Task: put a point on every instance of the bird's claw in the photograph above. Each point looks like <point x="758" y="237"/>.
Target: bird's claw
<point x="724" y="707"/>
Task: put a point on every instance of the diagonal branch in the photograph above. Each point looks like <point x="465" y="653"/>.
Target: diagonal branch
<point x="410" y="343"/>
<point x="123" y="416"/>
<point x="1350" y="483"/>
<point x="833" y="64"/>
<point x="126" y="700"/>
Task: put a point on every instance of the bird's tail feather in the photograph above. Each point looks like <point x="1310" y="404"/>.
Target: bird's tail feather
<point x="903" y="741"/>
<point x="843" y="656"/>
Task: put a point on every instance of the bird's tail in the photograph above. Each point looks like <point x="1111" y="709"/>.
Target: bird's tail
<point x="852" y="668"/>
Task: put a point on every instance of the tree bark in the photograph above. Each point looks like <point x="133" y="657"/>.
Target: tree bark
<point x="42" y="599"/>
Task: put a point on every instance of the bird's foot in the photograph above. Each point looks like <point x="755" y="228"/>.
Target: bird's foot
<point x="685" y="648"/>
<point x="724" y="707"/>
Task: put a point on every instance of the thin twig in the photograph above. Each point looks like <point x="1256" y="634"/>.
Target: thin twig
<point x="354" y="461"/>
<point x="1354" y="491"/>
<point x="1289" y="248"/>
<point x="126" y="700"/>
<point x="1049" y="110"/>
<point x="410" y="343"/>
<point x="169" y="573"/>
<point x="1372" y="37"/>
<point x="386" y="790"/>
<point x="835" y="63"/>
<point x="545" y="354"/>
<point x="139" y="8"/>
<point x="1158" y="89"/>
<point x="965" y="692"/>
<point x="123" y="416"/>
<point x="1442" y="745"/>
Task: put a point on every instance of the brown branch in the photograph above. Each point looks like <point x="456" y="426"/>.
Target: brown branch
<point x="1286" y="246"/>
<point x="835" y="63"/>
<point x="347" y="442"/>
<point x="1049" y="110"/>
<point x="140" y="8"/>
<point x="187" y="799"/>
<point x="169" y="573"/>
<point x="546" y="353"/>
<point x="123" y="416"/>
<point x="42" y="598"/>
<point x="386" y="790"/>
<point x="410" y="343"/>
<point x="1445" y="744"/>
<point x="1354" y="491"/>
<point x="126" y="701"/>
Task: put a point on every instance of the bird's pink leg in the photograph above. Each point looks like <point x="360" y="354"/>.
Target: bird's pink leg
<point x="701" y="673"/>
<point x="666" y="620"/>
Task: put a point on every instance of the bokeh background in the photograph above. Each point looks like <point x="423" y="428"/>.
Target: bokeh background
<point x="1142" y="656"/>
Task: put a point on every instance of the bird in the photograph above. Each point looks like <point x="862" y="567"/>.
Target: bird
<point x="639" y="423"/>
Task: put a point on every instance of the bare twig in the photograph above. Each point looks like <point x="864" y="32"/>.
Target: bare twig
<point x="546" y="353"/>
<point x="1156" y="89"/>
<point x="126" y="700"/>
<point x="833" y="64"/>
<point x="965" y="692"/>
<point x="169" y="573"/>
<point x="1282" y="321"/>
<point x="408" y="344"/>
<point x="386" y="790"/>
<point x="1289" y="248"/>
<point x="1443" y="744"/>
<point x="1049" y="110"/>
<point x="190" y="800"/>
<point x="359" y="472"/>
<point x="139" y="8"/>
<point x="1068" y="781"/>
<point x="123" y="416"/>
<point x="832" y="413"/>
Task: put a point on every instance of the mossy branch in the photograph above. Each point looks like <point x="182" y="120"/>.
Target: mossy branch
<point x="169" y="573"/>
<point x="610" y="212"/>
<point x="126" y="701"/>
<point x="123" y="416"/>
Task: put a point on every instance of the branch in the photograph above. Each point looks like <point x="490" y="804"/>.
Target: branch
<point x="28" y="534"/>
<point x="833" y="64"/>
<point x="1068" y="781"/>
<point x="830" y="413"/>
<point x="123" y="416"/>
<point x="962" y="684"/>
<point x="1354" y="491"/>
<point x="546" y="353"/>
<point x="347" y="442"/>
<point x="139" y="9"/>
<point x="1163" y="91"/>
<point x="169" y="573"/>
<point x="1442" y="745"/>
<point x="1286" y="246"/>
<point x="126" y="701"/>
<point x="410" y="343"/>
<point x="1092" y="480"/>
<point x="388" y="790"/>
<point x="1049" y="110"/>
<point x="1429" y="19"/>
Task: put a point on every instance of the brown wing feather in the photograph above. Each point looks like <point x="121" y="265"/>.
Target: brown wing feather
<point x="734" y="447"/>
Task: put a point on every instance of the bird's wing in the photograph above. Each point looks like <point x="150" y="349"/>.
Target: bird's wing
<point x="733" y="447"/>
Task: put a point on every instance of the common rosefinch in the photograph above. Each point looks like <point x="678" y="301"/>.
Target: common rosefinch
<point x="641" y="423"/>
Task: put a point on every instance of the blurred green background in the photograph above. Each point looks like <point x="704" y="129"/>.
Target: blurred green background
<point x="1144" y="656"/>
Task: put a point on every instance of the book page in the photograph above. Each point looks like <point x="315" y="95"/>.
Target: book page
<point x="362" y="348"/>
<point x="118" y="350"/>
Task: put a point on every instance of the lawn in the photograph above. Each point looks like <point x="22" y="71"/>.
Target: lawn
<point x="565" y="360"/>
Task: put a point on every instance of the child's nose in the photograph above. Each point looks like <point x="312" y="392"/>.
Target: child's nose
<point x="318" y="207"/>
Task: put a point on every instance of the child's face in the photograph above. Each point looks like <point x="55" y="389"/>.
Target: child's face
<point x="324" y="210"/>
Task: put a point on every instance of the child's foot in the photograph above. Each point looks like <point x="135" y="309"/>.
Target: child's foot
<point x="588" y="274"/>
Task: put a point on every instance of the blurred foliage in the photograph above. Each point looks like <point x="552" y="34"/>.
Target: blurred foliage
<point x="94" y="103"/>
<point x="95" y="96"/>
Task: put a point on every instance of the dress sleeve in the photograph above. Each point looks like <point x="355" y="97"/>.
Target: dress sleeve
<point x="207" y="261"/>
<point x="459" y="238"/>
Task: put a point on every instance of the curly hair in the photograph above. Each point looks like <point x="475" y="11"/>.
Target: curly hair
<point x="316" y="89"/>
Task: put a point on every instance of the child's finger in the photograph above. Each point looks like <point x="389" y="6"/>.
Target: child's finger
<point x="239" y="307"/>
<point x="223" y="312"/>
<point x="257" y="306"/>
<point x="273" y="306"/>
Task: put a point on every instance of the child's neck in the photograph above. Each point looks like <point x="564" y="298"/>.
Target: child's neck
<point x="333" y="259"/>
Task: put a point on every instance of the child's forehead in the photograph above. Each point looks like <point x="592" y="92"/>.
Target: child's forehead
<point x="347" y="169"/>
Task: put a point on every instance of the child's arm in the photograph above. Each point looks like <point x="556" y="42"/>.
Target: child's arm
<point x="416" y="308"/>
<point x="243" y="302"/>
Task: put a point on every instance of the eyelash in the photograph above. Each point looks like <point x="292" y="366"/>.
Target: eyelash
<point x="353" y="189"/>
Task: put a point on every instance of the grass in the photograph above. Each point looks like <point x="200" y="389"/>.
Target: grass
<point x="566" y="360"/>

=====

*Aim*. Transcribe every entry word for word.

*Output of the task*.
Task: put a point on every instance of the bird's claw in the photograph above. Each point looks like <point x="758" y="237"/>.
Target: bird's claw
<point x="724" y="707"/>
Task: put a point on every instance of the diagonal branch in the photograph above. Each point looks like <point x="465" y="653"/>.
Target: diagonal branch
<point x="410" y="343"/>
<point x="123" y="416"/>
<point x="1350" y="483"/>
<point x="833" y="64"/>
<point x="126" y="700"/>
Task: put a point on every instance of the bird's tail feather in the photograph above. Each point looks like <point x="1310" y="404"/>.
Target: bird's tail feather
<point x="903" y="741"/>
<point x="843" y="656"/>
Task: put a point on every instance of the bird's tail in the photograph above. Each point looks like <point x="1111" y="709"/>.
Target: bird's tail
<point x="852" y="668"/>
Task: put a point on every instance of the tree bark in the photograph above. Each point looks like <point x="133" y="657"/>.
Target: tree bark
<point x="42" y="599"/>
Task: put a point on every instance of the bird's foot in the photograph above. Each point looks like <point x="755" y="228"/>.
Target: bird's foot
<point x="685" y="648"/>
<point x="724" y="707"/>
Task: put a point on every instance of the thin twig in the photograph above. Each point looks like <point x="1256" y="634"/>.
Target: thin twig
<point x="354" y="461"/>
<point x="1354" y="491"/>
<point x="1289" y="248"/>
<point x="126" y="700"/>
<point x="1049" y="110"/>
<point x="410" y="343"/>
<point x="169" y="573"/>
<point x="1372" y="37"/>
<point x="386" y="790"/>
<point x="835" y="63"/>
<point x="545" y="354"/>
<point x="139" y="8"/>
<point x="1158" y="89"/>
<point x="965" y="692"/>
<point x="123" y="416"/>
<point x="1442" y="745"/>
Task: put a point on every instance of the brown branch in the photograph above. Each point looks like <point x="456" y="426"/>.
Target: brown branch
<point x="1286" y="246"/>
<point x="835" y="63"/>
<point x="347" y="442"/>
<point x="1049" y="110"/>
<point x="140" y="8"/>
<point x="187" y="799"/>
<point x="169" y="573"/>
<point x="546" y="353"/>
<point x="123" y="416"/>
<point x="42" y="598"/>
<point x="386" y="790"/>
<point x="410" y="343"/>
<point x="1445" y="744"/>
<point x="1354" y="491"/>
<point x="126" y="701"/>
Task: put a point on every instance of the bird's pink leg in the photograph above. Each point looks like <point x="360" y="354"/>.
Target: bird's pink leg
<point x="701" y="673"/>
<point x="666" y="620"/>
Task: put a point on every instance of the bokeh background in the photograph above. Each point looks like <point x="423" y="428"/>.
Target: bokeh background
<point x="1142" y="656"/>
Task: put a point on every instance of the bird in the photograph above. Each point looks like <point x="862" y="567"/>.
Target: bird
<point x="639" y="423"/>
Task: put a point on every instance of the bare twig in the photograph above. Each point looks like <point x="864" y="32"/>.
Target: bare twig
<point x="546" y="353"/>
<point x="1156" y="89"/>
<point x="126" y="700"/>
<point x="833" y="64"/>
<point x="965" y="692"/>
<point x="169" y="573"/>
<point x="1282" y="321"/>
<point x="408" y="344"/>
<point x="386" y="790"/>
<point x="1289" y="248"/>
<point x="1443" y="744"/>
<point x="1049" y="110"/>
<point x="190" y="800"/>
<point x="359" y="472"/>
<point x="139" y="8"/>
<point x="1068" y="781"/>
<point x="123" y="416"/>
<point x="832" y="413"/>
Task: put a point on every instance of the mossy branch in the photograph above. Each point looks like <point x="182" y="120"/>.
Target: mossy branch
<point x="169" y="573"/>
<point x="610" y="212"/>
<point x="126" y="701"/>
<point x="123" y="416"/>
Task: put a point on every instance of the branch in the photograph above. Each point looks like <point x="490" y="804"/>.
Target: branch
<point x="28" y="534"/>
<point x="833" y="64"/>
<point x="1068" y="781"/>
<point x="830" y="413"/>
<point x="123" y="416"/>
<point x="962" y="684"/>
<point x="1354" y="491"/>
<point x="546" y="353"/>
<point x="347" y="442"/>
<point x="139" y="9"/>
<point x="1163" y="91"/>
<point x="169" y="573"/>
<point x="1442" y="745"/>
<point x="1286" y="246"/>
<point x="126" y="701"/>
<point x="410" y="343"/>
<point x="1092" y="480"/>
<point x="388" y="790"/>
<point x="1049" y="110"/>
<point x="1429" y="19"/>
Task: put a point on every instance of the brown wing feather in the photograph above. Each point looks like <point x="121" y="265"/>.
Target: brown wing feather
<point x="734" y="447"/>
Task: put a point on every instance of the bird's wing in the photograph above. Each point looks like <point x="150" y="349"/>.
Target: bird's wing
<point x="733" y="447"/>
Task: put a point on every instance of the common rosefinch in the photograph above. Each point looks like <point x="678" y="301"/>.
Target: common rosefinch
<point x="641" y="423"/>
Task: put a point on every instance of the blurred green background in the photograph above. Each point looks like <point x="704" y="129"/>.
Target: blurred green background
<point x="1144" y="656"/>
Task: put a point on every instance of the book page in the photograph above. Each point looks like <point x="315" y="95"/>.
Target: book page
<point x="362" y="348"/>
<point x="118" y="350"/>
Task: put a point on every instance of the lawn in the photograph above. Each point looks like <point x="22" y="71"/>.
Target: lawn
<point x="565" y="360"/>
Task: put a point on every instance of the child's nose in the photograph above. Each point looks like <point x="312" y="392"/>.
Target: child's nose
<point x="318" y="207"/>
Task: put a point on every instance of the child's face in the photograph above. Each point looks like <point x="55" y="389"/>.
Target: child's face
<point x="324" y="210"/>
Task: put a point on every instance of the child's foot in the photograph above. Each point looks like <point x="135" y="309"/>.
Target: child's foot
<point x="588" y="274"/>
Task: put a point on every instance of the blurred foliage in the photograph above. Each point looks like <point x="552" y="34"/>.
Target: blurred foliage
<point x="94" y="103"/>
<point x="95" y="96"/>
Task: put a point on every instance of the dress sleeve in the photograph above. Each point looks like <point x="355" y="97"/>.
Target: dress sleeve
<point x="207" y="261"/>
<point x="459" y="238"/>
Task: put a point on every instance of the curly hair in the photograph above. Each point looks like <point x="475" y="11"/>.
Target: curly hair
<point x="316" y="89"/>
Task: put a point on every instance of the child's finger in the photograph above. Each point looks like <point x="389" y="6"/>.
Target: child's finger
<point x="239" y="307"/>
<point x="223" y="312"/>
<point x="257" y="306"/>
<point x="273" y="306"/>
Task: put a point on every instance of the child's neck in the photograph above. Each point looks like <point x="564" y="298"/>.
Target: child's neck
<point x="333" y="259"/>
Task: put a point on every instance of the child's forehead in the photograph above. Each point looks like <point x="592" y="92"/>.
Target: child's forehead
<point x="347" y="169"/>
Task: put a point on every instance of the child's arm in the photograph above. Each point looks like <point x="556" y="42"/>.
Target: child's arm
<point x="416" y="308"/>
<point x="243" y="302"/>
Task: put a point on every instance of the eyelash in the photograph above. Each point looks like <point x="292" y="366"/>.
Target: eyelash
<point x="353" y="189"/>
Task: put a point on every instance of the grass in the photograph above. Each point looks like <point x="200" y="389"/>.
Target: grass
<point x="566" y="360"/>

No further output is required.